> [SELECTED EXCERPT]:

As of 2021, buses are the only mode of mass transit to connect the airport with its surroundings. All terminals are served by accessible public MTA bus lines—including two Select Bus Services (SBS)—and free transfers to the New York City Subway are provided when passengers pay using OMNY or MetroCard.
- M60 Select Bus Service (all terminals)
- Q33 (Terminal A only)
- Q70 "LaGuardia Link" Select Bus Service (all terminals except Terminal A)
- Q72 (all terminals except Terminal A)
- Q90 (all terminals except Terminal A)
The airport also features a complementary internal shuttle bus route which makes stops at all terminals.

Despite many failed proposals throughout its history, LaGuardia is not served directly by rail. Nearby lines of the New York City Subway and Long Island Rail Road (LIRR), however, provide northern Queens with connections to the greater New York metropolitan area and are commonly accessed from the airport by public bus or private car services.

The airport is mainly accessible via the Grand Central Parkway and overpasses at 94th Street and 102nd Street. Taxicabs serving LaGuardia are metered and licensed by the New York City Taxi and Limousine Commission, and uniformed airport employees are stationed to dispatch fares. For-hire-vehicles (FHV) including limousines and rideshare operators are accommodated at designated locations. In 2019, PANYNJ approved the implementation of "airport access fee" surcharges on FHV and taxi trips, with the revenue earmarked to support the agency's capital programs.

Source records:
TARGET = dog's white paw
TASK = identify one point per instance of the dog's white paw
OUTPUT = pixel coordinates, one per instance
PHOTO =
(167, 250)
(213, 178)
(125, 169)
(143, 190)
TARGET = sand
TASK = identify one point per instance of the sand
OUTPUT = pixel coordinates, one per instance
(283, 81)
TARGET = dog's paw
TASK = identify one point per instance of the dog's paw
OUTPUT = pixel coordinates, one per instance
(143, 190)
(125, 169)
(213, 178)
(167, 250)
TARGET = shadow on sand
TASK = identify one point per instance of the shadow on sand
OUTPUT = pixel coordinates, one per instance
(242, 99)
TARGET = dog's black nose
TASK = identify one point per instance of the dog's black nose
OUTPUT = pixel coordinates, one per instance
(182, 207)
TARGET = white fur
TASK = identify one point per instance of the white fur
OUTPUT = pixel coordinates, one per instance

> [WHAT IS REQUIRED]: Can you extract from the LaGuardia ground transportation text the stretch from "The airport also" through "private car services.", copied exactly?

> [ANSWER FOR THIS EXERCISE]:
The airport also features a complementary internal shuttle bus route which makes stops at all terminals.

Despite many failed proposals throughout its history, LaGuardia is not served directly by rail. Nearby lines of the New York City Subway and Long Island Rail Road (LIRR), however, provide northern Queens with connections to the greater New York metropolitan area and are commonly accessed from the airport by public bus or private car services.